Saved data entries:
☆ ☆ ☆ ☆
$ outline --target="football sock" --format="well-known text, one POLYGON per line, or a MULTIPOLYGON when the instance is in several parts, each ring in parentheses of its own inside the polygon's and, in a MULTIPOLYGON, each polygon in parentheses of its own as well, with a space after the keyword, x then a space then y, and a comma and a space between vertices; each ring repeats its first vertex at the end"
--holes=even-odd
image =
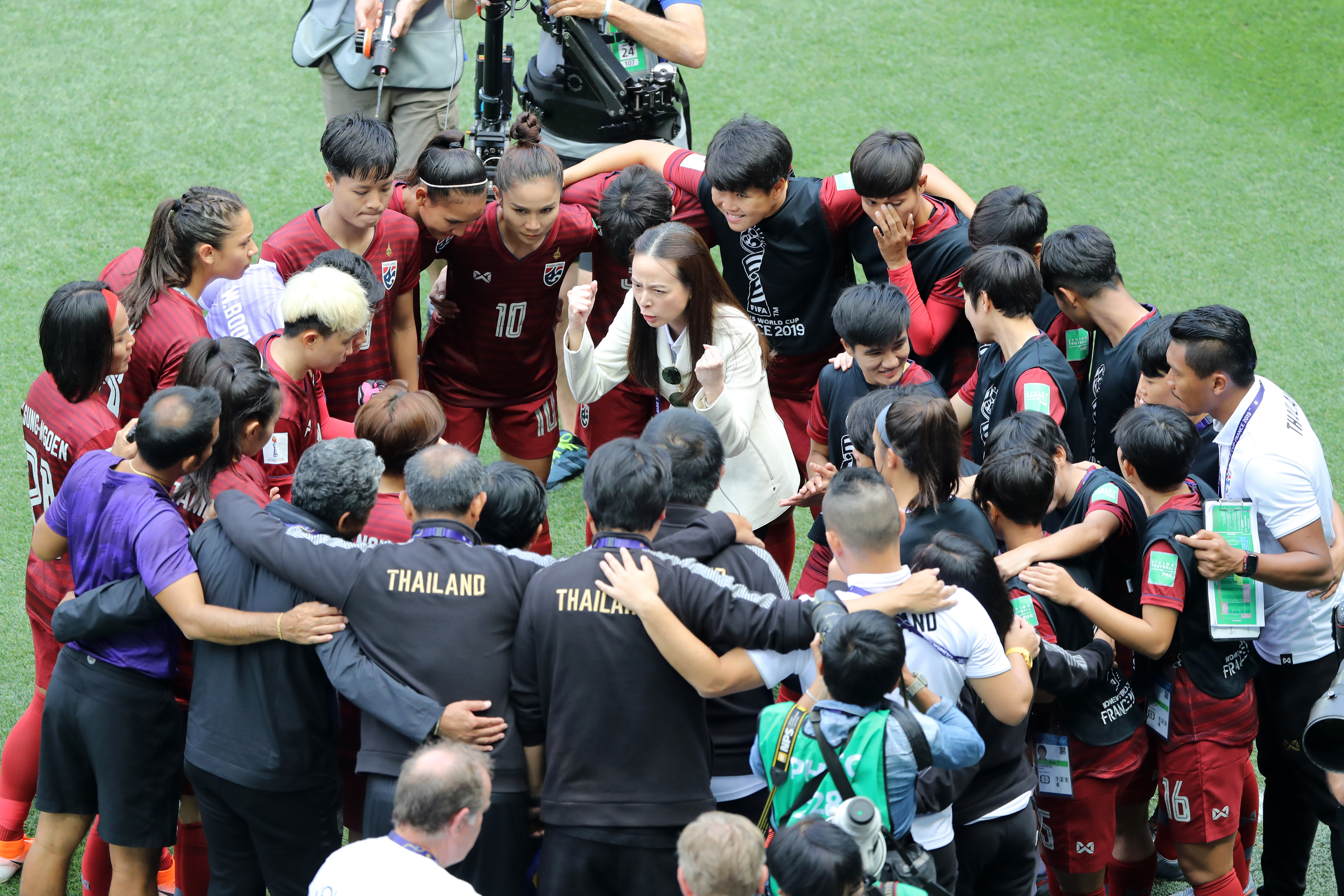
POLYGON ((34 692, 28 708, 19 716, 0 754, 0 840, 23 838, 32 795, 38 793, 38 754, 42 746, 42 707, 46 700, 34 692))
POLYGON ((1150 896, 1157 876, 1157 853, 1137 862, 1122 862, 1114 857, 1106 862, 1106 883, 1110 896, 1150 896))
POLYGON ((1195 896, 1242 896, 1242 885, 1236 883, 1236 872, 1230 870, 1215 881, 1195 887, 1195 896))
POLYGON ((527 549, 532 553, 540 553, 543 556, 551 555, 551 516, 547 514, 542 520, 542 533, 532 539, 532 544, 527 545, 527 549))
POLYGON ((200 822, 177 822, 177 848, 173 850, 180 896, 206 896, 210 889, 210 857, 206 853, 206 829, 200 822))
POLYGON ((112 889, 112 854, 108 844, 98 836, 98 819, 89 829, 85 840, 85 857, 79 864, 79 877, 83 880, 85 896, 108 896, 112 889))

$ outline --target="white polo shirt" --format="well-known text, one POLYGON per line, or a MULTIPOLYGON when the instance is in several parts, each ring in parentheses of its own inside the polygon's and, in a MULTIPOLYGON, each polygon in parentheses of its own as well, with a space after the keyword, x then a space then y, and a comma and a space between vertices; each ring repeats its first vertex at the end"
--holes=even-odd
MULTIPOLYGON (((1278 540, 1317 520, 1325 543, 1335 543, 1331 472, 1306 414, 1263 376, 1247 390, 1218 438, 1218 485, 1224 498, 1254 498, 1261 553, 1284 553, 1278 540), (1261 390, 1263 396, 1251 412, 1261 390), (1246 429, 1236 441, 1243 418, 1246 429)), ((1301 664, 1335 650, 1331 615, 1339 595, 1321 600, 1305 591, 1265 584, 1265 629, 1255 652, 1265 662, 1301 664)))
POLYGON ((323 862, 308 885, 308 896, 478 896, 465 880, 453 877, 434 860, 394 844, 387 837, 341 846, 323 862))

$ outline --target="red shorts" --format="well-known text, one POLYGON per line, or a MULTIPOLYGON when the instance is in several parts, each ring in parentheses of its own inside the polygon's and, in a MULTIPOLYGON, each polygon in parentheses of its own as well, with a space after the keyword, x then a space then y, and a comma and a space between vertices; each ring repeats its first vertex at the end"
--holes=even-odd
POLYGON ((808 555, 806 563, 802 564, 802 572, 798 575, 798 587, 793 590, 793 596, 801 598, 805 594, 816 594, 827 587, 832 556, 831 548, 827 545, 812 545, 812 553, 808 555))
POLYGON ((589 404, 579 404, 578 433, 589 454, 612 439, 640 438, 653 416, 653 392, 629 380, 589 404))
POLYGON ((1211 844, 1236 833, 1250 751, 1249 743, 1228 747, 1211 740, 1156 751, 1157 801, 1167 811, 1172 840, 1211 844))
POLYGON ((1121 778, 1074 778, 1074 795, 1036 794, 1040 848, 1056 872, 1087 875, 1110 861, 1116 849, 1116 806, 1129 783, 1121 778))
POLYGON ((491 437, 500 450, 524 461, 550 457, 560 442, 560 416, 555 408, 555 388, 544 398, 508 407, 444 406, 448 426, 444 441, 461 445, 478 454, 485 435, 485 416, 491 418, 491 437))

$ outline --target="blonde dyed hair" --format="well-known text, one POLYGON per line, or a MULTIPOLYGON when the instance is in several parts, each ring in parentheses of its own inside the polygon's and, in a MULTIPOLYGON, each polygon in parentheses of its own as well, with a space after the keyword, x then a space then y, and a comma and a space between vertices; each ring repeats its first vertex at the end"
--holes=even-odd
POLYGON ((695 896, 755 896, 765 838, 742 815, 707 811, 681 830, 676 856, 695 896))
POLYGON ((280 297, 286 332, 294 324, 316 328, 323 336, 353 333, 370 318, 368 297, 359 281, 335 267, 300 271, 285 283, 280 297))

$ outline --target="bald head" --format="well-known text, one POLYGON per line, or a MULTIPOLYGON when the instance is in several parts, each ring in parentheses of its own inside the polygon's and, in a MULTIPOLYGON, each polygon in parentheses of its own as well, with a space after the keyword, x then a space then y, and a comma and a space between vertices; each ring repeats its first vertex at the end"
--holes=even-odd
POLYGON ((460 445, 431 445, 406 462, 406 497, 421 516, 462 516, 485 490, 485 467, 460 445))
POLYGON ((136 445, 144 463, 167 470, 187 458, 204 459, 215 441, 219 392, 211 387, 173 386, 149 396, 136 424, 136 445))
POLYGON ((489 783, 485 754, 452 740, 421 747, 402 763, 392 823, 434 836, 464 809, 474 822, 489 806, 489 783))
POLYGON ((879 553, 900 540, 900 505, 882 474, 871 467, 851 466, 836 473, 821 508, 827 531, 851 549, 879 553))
☆ ☆ ☆ ☆
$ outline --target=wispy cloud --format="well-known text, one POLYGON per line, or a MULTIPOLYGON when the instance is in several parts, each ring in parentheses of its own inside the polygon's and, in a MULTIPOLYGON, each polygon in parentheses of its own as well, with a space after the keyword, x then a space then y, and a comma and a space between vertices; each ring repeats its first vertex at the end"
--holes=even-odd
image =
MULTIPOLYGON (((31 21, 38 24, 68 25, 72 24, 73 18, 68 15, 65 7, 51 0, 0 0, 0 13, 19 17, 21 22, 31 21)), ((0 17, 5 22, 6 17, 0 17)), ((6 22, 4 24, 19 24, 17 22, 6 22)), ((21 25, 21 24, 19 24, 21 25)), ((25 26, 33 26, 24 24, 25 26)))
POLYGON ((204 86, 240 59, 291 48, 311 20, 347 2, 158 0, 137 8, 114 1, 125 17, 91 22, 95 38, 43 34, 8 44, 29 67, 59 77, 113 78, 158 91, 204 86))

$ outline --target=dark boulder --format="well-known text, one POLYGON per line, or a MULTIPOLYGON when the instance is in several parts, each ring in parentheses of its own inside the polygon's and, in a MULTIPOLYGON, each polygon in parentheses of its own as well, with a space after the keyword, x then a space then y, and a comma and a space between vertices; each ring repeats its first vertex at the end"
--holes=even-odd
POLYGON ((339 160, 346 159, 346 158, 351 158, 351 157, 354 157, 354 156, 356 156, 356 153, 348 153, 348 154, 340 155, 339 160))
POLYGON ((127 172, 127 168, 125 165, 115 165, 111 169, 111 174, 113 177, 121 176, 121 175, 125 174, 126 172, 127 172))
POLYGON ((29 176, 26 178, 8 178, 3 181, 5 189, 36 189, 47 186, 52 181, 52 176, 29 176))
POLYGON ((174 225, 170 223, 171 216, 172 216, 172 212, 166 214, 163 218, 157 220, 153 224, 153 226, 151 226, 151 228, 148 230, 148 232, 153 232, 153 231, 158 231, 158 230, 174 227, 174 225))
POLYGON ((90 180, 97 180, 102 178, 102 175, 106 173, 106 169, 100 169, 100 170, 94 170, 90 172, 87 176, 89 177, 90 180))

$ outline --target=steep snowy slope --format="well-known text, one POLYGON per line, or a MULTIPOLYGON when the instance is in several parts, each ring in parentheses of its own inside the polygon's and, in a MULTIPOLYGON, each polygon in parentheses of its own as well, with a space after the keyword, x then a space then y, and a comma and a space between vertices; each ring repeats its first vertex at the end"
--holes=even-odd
☆ ☆ ☆ ☆
- _WHAT IS EXPECTED_
Copy the rows above word for word, beginning at the line that contains "outline --target=wispy cloud" and ending after the line that contains "POLYGON ((204 86, 240".

- _COMPLETE RESPONSE_
$ outline --target=wispy cloud --format="well-known text, one POLYGON per line, or a MULTIPOLYGON when the instance is in several parts, each ring in parentheses of its own inside the polygon's and, in a MULTIPOLYGON, each polygon in parentheses of its own as well, with a space after the keyword, x then a space then y, and a comma and a space between vertices; each ring repeats its first vertex at the end"
--holes=even-odd
image =
MULTIPOLYGON (((31 21, 38 24, 68 25, 72 24, 73 18, 68 15, 65 7, 51 0, 0 0, 0 13, 19 17, 21 22, 31 21)), ((0 17, 5 22, 6 17, 0 17)), ((6 22, 4 24, 19 24, 17 22, 6 22)), ((21 25, 21 24, 19 24, 21 25)), ((25 26, 33 26, 24 24, 25 26)))
POLYGON ((204 86, 240 59, 291 48, 311 20, 347 2, 158 0, 137 8, 114 1, 125 17, 91 22, 95 38, 43 34, 8 44, 29 67, 59 77, 113 78, 158 91, 204 86))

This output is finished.